### Record extracts ###

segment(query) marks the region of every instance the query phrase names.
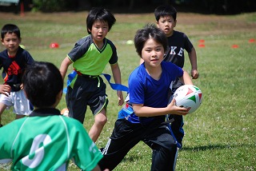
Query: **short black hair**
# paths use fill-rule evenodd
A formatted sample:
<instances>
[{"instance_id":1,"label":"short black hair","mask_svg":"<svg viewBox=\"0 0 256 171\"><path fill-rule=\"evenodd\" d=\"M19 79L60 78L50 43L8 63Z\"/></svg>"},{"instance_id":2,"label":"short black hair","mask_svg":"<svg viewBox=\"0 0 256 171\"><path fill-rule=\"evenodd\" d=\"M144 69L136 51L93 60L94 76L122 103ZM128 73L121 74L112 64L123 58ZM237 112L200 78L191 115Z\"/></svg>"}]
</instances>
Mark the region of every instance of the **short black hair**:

###

▶ _What is expected_
Reproduce the part of the items that opens at their start and closes with the line containing "<instances>", switching "query phrase" to "search phrase" and leaving everything else unchanged. Give only those lines, and leave the pictures out of the answer.

▶ _Solution to this problem_
segment(query) marks the region of every instance the search phrase names.
Query: **short black hair**
# paths use fill-rule evenodd
A formatted sample:
<instances>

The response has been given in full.